- _DESCRIPTION OF THE TASK_
Each record beneath this line is to be copied exactly.

- _DATA SUPPLIED_

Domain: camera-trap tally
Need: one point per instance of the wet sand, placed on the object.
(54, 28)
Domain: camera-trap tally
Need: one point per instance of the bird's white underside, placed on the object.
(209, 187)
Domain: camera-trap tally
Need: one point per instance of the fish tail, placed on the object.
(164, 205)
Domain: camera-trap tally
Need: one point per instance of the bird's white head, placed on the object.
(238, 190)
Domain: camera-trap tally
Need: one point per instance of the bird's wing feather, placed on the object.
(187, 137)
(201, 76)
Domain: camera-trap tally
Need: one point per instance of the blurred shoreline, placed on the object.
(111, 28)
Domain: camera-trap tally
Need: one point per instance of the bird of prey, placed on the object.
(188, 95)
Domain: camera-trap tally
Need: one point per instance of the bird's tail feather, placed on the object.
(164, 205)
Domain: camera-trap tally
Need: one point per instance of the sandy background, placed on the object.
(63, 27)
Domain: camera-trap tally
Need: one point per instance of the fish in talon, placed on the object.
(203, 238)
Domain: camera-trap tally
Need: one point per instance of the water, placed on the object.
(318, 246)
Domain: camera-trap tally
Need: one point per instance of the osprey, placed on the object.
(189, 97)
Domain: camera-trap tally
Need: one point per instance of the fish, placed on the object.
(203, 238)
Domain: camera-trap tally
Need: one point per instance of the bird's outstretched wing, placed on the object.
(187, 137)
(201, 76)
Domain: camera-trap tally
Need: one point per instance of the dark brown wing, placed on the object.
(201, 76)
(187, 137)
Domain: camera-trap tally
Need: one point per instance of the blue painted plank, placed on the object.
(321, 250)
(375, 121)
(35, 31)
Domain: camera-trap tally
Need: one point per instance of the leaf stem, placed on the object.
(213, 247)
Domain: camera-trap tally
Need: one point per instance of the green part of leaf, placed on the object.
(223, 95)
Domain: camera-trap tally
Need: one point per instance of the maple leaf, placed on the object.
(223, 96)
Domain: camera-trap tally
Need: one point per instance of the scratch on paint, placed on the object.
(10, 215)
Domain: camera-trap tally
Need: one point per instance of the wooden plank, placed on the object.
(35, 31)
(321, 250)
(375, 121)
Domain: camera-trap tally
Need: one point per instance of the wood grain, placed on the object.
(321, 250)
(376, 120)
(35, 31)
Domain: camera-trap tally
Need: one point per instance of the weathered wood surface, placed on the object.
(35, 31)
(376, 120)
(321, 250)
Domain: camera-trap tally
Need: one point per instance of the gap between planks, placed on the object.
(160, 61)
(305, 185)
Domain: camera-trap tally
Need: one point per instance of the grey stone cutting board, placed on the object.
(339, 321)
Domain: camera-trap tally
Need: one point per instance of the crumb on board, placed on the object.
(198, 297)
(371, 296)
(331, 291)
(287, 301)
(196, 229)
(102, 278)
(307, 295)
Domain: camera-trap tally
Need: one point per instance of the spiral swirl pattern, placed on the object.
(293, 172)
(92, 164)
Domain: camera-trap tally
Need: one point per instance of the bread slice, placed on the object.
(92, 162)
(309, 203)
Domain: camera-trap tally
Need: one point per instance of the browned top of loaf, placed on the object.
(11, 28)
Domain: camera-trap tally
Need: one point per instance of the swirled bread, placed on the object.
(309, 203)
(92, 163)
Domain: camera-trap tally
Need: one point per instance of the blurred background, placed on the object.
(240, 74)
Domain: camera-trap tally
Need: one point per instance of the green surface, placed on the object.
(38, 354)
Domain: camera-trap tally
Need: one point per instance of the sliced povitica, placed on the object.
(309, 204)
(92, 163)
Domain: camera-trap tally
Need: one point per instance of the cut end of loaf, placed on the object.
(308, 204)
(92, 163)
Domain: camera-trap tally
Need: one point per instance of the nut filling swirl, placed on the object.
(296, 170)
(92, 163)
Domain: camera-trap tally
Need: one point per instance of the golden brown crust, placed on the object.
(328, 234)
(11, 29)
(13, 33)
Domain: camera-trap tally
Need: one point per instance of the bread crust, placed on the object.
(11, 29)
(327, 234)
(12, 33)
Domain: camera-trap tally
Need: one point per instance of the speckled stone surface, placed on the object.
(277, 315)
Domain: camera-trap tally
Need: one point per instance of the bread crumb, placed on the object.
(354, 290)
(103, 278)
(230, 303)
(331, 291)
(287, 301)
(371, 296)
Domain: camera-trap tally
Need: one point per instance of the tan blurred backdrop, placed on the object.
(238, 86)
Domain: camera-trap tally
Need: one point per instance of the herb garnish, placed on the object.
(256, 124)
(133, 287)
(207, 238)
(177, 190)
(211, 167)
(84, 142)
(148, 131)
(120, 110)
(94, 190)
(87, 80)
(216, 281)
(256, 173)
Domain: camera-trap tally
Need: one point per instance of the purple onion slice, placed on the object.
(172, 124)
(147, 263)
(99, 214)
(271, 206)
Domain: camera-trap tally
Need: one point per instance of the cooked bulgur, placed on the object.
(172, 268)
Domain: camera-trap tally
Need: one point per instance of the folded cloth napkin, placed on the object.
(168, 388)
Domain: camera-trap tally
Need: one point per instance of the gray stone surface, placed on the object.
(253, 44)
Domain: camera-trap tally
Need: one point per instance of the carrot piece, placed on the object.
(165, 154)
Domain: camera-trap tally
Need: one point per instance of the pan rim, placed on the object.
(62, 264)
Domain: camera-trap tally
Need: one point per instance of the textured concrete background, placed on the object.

- _SOLUTION FOR THIS EXERCISE_
Domain: camera-trap tally
Need: one point per instance of the wet sand, placed on the object.
(54, 28)
Domain: camera-trap tally
Need: one point per instance of the bird's white underside, placed on the object.
(209, 187)
Domain: camera-trap tally
Need: one point per instance of the fish tail, placed on the object.
(164, 205)
Domain: camera-trap tally
Need: one point per instance of the bird's white head, placed on the object.
(238, 190)
Domain: camera-trap tally
Need: one point per instance of the bird's wing feather, placed on the object.
(187, 137)
(201, 76)
Domain: camera-trap tally
Need: one point per instance of the blurred shoreline, placed on the object.
(111, 28)
Domain: camera-trap tally
Need: one point per instance of the bird of prey, placed on the object.
(188, 95)
Domain: camera-trap tally
Need: one point per instance of the bird's tail feather, placed on the object.
(164, 205)
Domain: camera-trap tally
Need: one point per instance of the sandy background, placed on the object.
(63, 27)
Domain: camera-trap tally
Need: one point per instance of the fish in talon, placed on the object.
(203, 238)
Domain: camera-trap tally
Need: one point per instance of the water, placed on the object.
(318, 246)
Domain: camera-trap tally
Need: one point per instance of the osprey, placed on the object.
(189, 97)
Domain: camera-trap tally
Need: one point per instance of the fish, placed on the object.
(203, 238)
Domain: camera-trap tally
Need: one point per instance of the bird's outstretched wing, placed on the object.
(187, 137)
(201, 76)
Domain: camera-trap tally
Need: one point per instance of the dark brown wing, placed on the object.
(201, 76)
(187, 137)
Domain: camera-trap tally
Need: one point per instance of the blue painted plank, placed on the object.
(321, 250)
(375, 121)
(35, 31)
Domain: camera-trap tally
Need: one point per instance of the leaf stem, placed on the object.
(213, 247)
Domain: camera-trap tally
Need: one point per instance of the green part of leaf, placed on the object.
(223, 95)
Domain: camera-trap tally
Need: one point per instance of the maple leaf, placed on the object.
(223, 96)
Domain: camera-trap tally
Need: one point per instance of the scratch on paint, placed on the object.
(10, 215)
Domain: camera-trap tally
Need: one point per instance of the wooden plank, placed on the object.
(35, 31)
(321, 250)
(375, 121)
Domain: camera-trap tally
Need: one point per instance of the wood grain, placed on the object.
(321, 250)
(376, 120)
(35, 31)
Domain: camera-trap tally
Need: one point per instance of the weathered wood surface, placed on the object.
(35, 31)
(376, 120)
(321, 250)
Domain: camera-trap tally
Need: one point per instance of the gap between planks, placed on the object.
(160, 61)
(305, 185)
Domain: camera-trap tally
Need: one point per instance of the grey stone cutting board, placed on the object.
(339, 321)
Domain: camera-trap tally
Need: one point per instance of the crumb on board, placed on the object.
(198, 297)
(371, 296)
(331, 291)
(287, 301)
(196, 229)
(102, 278)
(307, 295)
Domain: camera-trap tally
Need: one point per instance of the spiral swirl pattern, placed on the object.
(293, 172)
(92, 164)
Domain: camera-trap tally
Need: one point per instance of the bread slice, placed on the object.
(92, 162)
(309, 203)
Domain: camera-trap tally
Need: one point per instance of the browned top of loaf, placed on the object.
(11, 28)
Domain: camera-trap tally
Need: one point per instance of the swirled bread, placed on the object.
(309, 203)
(92, 163)
Domain: camera-trap tally
Need: one point per instance of the blurred background, placed on the object.
(240, 74)
Domain: camera-trap tally
Need: one point per instance of the green surface, placed on the object.
(38, 354)
Domain: camera-trap tally
Need: one point per instance of the sliced povitica, placed on the object.
(309, 204)
(92, 163)
Domain: camera-trap tally
Need: one point per instance of the cut end of loaf, placed on the object.
(308, 204)
(92, 163)
Domain: camera-trap tally
Need: one point per instance of the nut filling swirl, placed on the object.
(296, 170)
(92, 163)
Domain: camera-trap tally
Need: one point per instance of the golden brown crust, placed on the object.
(328, 234)
(11, 29)
(13, 33)
Domain: camera-trap tally
Need: one point per instance of the bread crust, placed on the object.
(11, 29)
(327, 234)
(12, 33)
Domain: camera-trap tally
Need: one point per instance of the speckled stone surface, placed on the object.
(277, 315)
Domain: camera-trap tally
Need: one point per instance of the bread crumb, placed on the object.
(354, 290)
(103, 278)
(230, 303)
(331, 291)
(287, 301)
(371, 296)
Domain: camera-trap tally
Need: one point per instance of the tan blurred backdrop, placed on the object.
(238, 86)
Domain: camera-trap tally
Need: one point per instance of the herb garnish, placed on the object.
(256, 124)
(133, 287)
(207, 238)
(177, 190)
(211, 167)
(84, 142)
(148, 131)
(120, 110)
(94, 190)
(87, 80)
(216, 281)
(256, 173)
Domain: camera-trap tally
Need: one point per instance of the purple onion slice, placed on the object.
(172, 124)
(147, 263)
(99, 214)
(271, 206)
Domain: camera-trap tally
Need: one point per instance of the cooked bulgur, placed on the object.
(172, 268)
Domain: camera-trap tally
Need: one point per instance of the folded cloth napkin, placed on the object.
(168, 388)
Domain: camera-trap tally
Need: one point per instance of the gray stone surface, placed on the object.
(253, 44)
Domain: camera-trap tally
Need: one point per instance of the carrot piece, placed on the object.
(165, 154)
Domain: camera-trap tally
Need: one point per instance of the pan rim, placed on the object.
(62, 264)
Domain: camera-trap tally
Need: one point per instance of the textured concrete background, placed on the object.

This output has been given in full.